[[ READING PASSAGE open ]]

Any stock that sees single-day losses in the double digits is in trouble in the current market. Wednesday saw Aphria (TSX:APHA)(NASDAQ:APHA) down 18.7% despite some encouraging news in its fourth quarter. A decidedly mixed fourth quarter saw Aphria report a rise in revenue, but ultimately record a net loss of $98.8 million. While quarterly EBITDA growth is encouraging, Aphria clearly still has a lot to prove to investors going forward.
A standout stock in a saturated market
Aphria’s divisive fiscal Q4 comes at a time when mergers and acquisitions could be the next logical step for survival in the overcrowded cannabis space. In fact, consolidation might be the only sure route to long-term market dominance in a patchy legal marijuana market.
The legal weed retail environment never really took off post-legalization. Meanwhile, little headway has been made when it comes to taking on the black and grey markets.
All of this leaves little room for individual cannabis stocks to appreciate. Even Cannabis 2.0 was a muted affair. This is especially troublesome in a new and characteristically uneven industry. In fact, this space is so uneven that indexing doesn’t really work with Canadian pot stocks.
Instead, investors need to pick leading cannabis stocks that outperform their peers. This essentially counts out low-risk buyers and makes Canadian cannabis a stock-picker’s market.
But if the way forward in this country is for cannabis producers to team up, the logic in picking individual stocks for eventual market dominance falls apart. For instance, an investor in cash-rich Producer A might see their star company team up with unprofitable Producer B.
If the latter is a stock which the investor has been avoiding like the plague, then that careful investment thesis (based on profitability in this scenario) is ruined.

[[ READING PASSAGE closed ]]
[[ GIVEN ENTRIES open ]]

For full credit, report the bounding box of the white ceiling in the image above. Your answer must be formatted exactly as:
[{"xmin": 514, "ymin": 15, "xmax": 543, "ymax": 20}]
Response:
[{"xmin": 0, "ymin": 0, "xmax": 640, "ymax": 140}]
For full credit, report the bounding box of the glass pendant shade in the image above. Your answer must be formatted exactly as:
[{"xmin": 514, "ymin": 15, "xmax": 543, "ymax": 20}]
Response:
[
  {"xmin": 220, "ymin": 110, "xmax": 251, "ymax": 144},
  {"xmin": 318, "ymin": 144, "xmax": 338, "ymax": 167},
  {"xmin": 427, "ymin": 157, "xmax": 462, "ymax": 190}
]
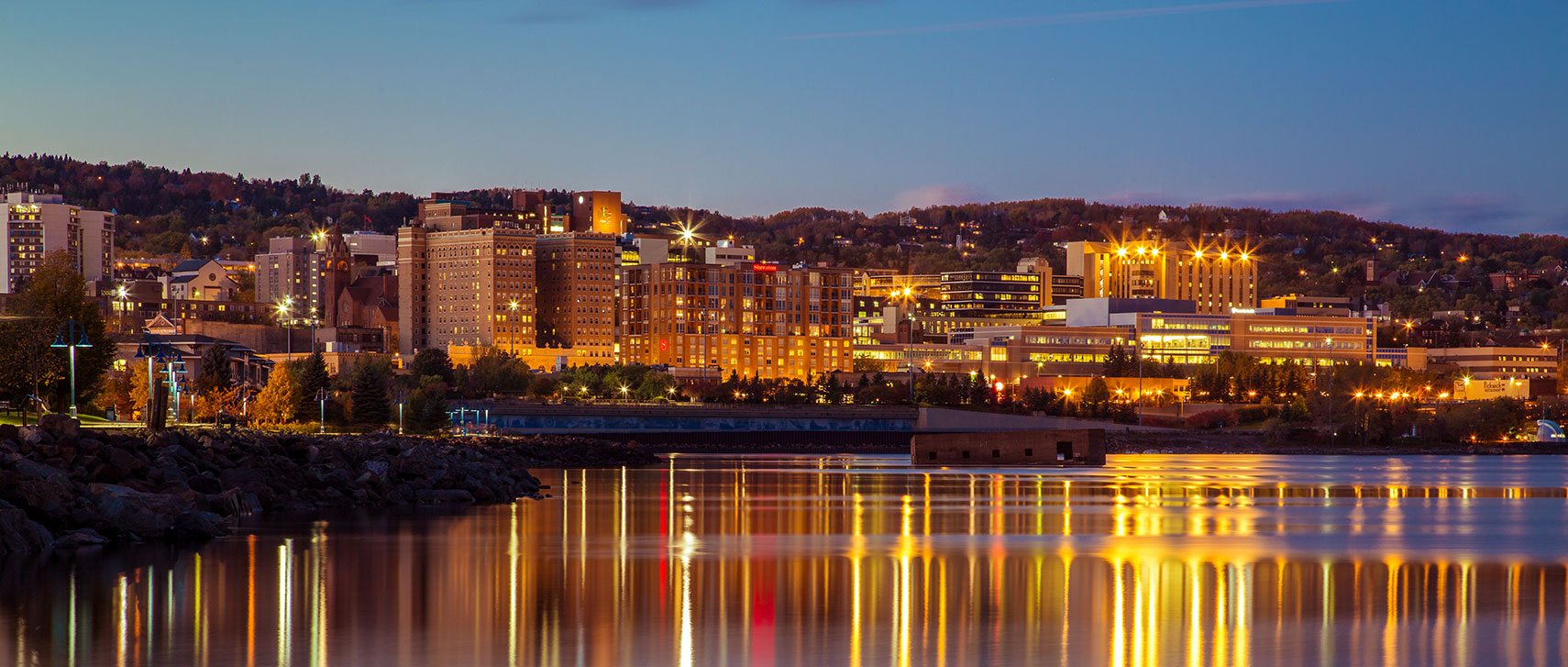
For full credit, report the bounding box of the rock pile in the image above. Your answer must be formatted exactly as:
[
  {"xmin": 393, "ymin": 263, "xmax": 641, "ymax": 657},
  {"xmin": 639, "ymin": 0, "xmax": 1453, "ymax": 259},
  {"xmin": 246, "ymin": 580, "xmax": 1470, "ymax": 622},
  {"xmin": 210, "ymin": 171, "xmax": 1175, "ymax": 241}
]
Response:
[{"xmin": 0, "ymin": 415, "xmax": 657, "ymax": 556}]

[[ GIVEN ENTRIES closed ]]
[[ GIVEN ENTRIES open ]]

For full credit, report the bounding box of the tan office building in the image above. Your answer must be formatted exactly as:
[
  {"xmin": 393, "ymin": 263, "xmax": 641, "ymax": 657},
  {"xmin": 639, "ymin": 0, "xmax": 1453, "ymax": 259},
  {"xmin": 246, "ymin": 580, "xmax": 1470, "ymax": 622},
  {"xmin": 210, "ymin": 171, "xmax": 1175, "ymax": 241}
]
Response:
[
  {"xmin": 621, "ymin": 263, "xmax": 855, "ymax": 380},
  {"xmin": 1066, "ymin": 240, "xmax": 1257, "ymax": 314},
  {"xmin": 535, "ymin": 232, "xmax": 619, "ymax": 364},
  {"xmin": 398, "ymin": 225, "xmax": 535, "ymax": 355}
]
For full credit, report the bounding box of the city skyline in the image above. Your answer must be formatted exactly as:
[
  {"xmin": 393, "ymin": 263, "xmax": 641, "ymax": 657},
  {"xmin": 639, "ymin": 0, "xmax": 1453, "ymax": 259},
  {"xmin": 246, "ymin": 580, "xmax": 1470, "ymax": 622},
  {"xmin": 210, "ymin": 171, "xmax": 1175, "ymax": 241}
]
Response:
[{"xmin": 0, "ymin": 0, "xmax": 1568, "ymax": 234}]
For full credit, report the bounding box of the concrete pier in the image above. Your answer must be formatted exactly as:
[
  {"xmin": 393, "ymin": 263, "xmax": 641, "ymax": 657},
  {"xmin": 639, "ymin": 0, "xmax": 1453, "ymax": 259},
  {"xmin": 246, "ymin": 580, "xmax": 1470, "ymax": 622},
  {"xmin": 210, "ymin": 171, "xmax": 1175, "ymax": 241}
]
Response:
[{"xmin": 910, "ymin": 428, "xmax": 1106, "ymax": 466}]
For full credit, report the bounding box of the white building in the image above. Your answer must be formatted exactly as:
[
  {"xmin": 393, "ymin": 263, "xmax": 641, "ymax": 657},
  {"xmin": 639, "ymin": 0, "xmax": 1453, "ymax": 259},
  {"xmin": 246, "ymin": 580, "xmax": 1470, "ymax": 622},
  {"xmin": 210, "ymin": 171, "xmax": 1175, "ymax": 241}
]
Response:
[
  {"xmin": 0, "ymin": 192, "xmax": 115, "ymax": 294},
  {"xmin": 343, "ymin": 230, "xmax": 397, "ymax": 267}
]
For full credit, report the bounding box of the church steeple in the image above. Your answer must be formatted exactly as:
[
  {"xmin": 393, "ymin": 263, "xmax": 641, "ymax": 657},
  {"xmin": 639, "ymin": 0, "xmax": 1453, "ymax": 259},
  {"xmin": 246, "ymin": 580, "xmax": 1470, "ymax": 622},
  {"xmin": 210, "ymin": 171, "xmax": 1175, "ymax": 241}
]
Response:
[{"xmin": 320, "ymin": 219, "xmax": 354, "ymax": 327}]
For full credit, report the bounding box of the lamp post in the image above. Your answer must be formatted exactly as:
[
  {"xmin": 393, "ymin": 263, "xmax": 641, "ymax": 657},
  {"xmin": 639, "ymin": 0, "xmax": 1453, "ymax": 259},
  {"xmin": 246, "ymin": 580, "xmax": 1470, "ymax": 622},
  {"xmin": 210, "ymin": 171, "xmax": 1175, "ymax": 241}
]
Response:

[[ GIVEN ENTRIES closed ]]
[[ GIVEN ENTRIES open ]]

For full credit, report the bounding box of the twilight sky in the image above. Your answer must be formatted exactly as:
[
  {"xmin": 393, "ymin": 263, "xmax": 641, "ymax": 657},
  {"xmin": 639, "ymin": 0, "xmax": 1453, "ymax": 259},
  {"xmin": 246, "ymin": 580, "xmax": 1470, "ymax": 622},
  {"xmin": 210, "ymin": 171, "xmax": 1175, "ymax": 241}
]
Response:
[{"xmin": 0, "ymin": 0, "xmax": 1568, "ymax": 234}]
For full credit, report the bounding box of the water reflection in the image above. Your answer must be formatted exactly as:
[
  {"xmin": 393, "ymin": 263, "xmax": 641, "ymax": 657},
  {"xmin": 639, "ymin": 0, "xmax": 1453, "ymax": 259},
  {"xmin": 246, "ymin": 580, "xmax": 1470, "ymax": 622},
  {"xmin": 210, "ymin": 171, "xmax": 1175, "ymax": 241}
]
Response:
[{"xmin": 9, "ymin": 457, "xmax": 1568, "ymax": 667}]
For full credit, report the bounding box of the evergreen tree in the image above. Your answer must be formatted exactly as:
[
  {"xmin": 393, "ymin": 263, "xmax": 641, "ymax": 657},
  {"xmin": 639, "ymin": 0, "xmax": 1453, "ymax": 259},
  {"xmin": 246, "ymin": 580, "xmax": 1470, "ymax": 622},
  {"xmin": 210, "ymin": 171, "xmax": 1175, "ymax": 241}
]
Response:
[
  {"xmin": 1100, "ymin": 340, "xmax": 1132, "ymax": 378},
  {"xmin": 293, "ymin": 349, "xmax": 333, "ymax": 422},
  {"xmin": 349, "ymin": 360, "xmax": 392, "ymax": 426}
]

[[ GIVEN ENTRIES closed ]]

§ PROBLEM SET:
(a) List the fourth-quarter results for Aphria that the article on Aphria and the cannabis market reports.
(b) According to the article on Aphria and the cannabis market, by what percentage did Aphria's stock fall on Wednesday?
(c) Continue the article on Aphria and the cannabis market from its last sentence.
The records are separate material and have nothing to do with the article on Aphria.

§ ANSWERS TO THE EXERCISES:
(a)
- A rise in revenue
- A net loss of $98.8 million
- Quarterly EBITDA growth

(b) It fell 18.7%.

(c)
Looking beyond Aphria’s fourth quarter
Aphria and Aurora (TSX:ACB)(NYSE:ACB) reportedly walked away from merger talks recently. A mega-company with a third of the Canadian market share might have been an exciting prospect. Given an optimal retail environment, such a company might have been expected to rake in close to $1 billion in sales per year.
In addition, it would have had an international footprint that reached somewhere in the region of 25 countries.
But these two businesses are arguably not all that compatible. Aphria generates a lot of its own revenue from the medicinal marijuana market in Germany, for instance. While reliability and predictability from such sales go a long way to establishing shareholder trust, the pharma angle doesn’t have a huge markup. Couple this with Aurora’s major MedReleaf boo-boo and these two names don’t really mesh that well.
As a speculative play, a bargain basement Aphria investment might appeal to the long-term investor. However, a net loss and missed analyst estimates ultimately outweighed a fourth quarter rise in revenue this week, so far as its share price performance was concerned.
Against the backdrop of a disappointing retail environment and crushing market forces, even Aphria is unlikely to recover cannabis momentum single-handedly.